§ **OBJECTIF A**: D'après le texte sur le rapport du Ccfd, quel jour le deuxième rapport de cette Ong est-il sorti ?
§ **OBJECTIF B**: Dans le texte sur le rapport du Ccfd, résumez sous forme de liste le paragraphe qui commence par « Le Comité catholique contre la faim ».

§ **TEXTE DE LA PAGE**:

__________________________________________________

Le président de la Nationale revient sur le rapport du Ccfd et invite ceux qui soutiennent inconditionnellement le président de la République à retenir qu’ils ternissent l’image du pays.

Il faut savoir raison garder. Je le dis à propos de la folle agitation qui s’empare de certaines régions du pays au sujet de ce qu’il faut bien appeler maintenant l’affaire de la fortune personnelle du président Biya. De quoi s’agit-il ?
Le Comité catholique contre la faim et pour le développement (Ccfd), une Ong française, vient de publier son deuxième rapport sur les biens mal acquis des chefs d’Etat véreux, le premier rapport du genre ayant été diffusé en mars 2007 et c’est dans ce premier rapport qu’Omar Bongo, Obiang Nguema et Sassou Nguesso ont été mis sur la sellette. Le rapport sorti le 24 juin dernier s’intéresse à la situation dans une trentaine de pays sous-développés et au cas de certaines personnalités. Environ trois pages du rapport, sur un total de plusieurs dizaines de pages, sont consacrées au président Biya. Quant au contenu du document, il se présente comme un rappel des faits déjà publiés dans d’autres médias depuis 1983 et qui n’ont jamais été contestés par personne, pas même par le principal concerné, M. Biya.

__________________________________________________

§ **DONNÉES ENREGISTRÉES**:

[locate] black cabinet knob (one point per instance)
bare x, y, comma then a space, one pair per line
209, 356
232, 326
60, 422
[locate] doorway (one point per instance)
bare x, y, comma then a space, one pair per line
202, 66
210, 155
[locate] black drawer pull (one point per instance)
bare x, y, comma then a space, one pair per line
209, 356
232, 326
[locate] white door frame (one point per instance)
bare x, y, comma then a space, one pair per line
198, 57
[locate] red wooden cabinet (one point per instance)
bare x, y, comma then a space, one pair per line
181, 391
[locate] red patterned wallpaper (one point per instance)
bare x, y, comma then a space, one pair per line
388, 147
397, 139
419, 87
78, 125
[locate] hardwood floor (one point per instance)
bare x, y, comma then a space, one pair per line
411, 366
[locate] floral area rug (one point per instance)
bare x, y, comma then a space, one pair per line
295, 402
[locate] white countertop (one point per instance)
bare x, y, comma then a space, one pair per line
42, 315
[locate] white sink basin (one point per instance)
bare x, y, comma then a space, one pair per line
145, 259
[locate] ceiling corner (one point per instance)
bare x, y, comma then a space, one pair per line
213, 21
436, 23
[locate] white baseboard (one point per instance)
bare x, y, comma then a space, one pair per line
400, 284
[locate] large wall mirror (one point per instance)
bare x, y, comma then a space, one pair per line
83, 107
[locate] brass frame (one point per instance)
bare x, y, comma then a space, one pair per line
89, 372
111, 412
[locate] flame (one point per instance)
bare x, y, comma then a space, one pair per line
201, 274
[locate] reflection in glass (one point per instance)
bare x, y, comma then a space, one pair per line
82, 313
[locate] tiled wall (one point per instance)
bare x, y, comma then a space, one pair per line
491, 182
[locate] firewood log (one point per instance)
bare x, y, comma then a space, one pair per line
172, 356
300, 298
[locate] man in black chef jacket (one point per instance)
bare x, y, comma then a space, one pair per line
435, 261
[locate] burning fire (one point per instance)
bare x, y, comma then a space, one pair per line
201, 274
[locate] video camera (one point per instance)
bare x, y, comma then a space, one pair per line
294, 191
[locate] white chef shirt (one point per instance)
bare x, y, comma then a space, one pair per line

__________________________________________________

§ **RÉPONSE A**: Le 24 juin dernier.

§ **RÉPONSE B**:
- Le Ccfd (Comité catholique contre la faim et pour le développement), une Ong française, publie son deuxième rapport sur les biens mal acquis des chefs d'État véreux.
- Le premier rapport, diffusé en mars 2007, mettait en cause Omar Bongo, Obiang Nguema et Sassou Nguesso.
- Sorti le 24 juin dernier, le nouveau rapport porte sur une trentaine de pays sous-développés et sur certaines personnalités.
- Environ trois pages, sur plusieurs dizaines, concernent le président Biya.
- Le document rappelle des faits publiés dans d'autres médias depuis 1983, que personne n'a jamais contestés, pas même M. Biya.